● SET EXERCISE
Return every line of the records below that contains the word "white", copied in full.

● PROVIDED INFORMATION

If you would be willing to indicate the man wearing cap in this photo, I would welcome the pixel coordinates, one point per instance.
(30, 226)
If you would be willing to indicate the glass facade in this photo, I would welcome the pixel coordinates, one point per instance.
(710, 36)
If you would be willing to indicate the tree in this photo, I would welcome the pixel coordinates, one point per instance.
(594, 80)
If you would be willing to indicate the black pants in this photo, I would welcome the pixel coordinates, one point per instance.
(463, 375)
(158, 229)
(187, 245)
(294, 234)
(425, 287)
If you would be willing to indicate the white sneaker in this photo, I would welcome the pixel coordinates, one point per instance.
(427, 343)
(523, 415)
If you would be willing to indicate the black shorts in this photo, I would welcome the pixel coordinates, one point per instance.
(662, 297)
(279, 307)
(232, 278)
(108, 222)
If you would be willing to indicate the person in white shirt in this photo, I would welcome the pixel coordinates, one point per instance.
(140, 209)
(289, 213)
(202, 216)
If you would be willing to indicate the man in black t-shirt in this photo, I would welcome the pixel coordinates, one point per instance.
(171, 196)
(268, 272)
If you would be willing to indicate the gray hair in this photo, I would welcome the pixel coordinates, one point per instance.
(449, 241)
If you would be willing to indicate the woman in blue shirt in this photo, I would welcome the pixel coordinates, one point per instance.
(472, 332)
==
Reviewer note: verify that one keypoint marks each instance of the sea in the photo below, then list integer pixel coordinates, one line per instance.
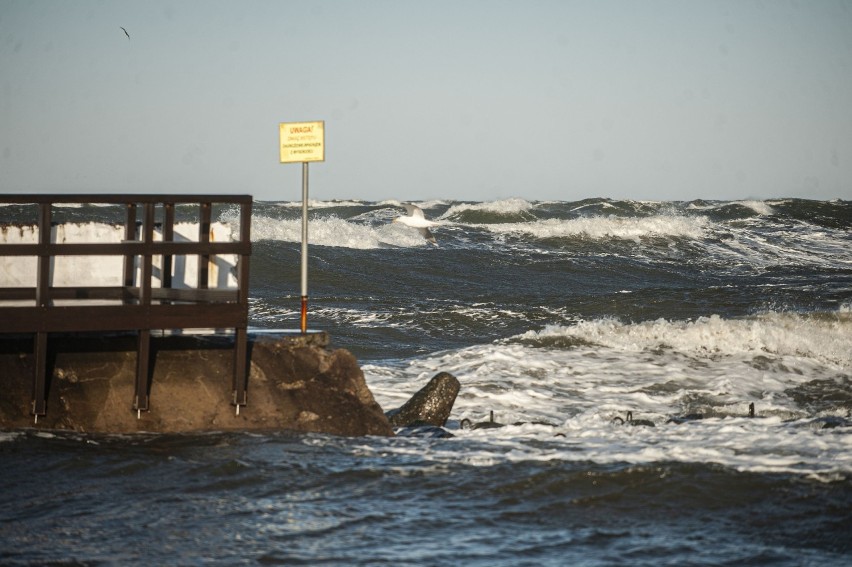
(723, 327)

● SOLUTION FOR THIS TASK
If you would be willing to indicate the white sneaker in this photo, I would welcome the pixel coordinates, one point per instance.
If you would be willing to indicate the person in white shirt in this photo, I would welcome the pixel coordinates, one point per instance.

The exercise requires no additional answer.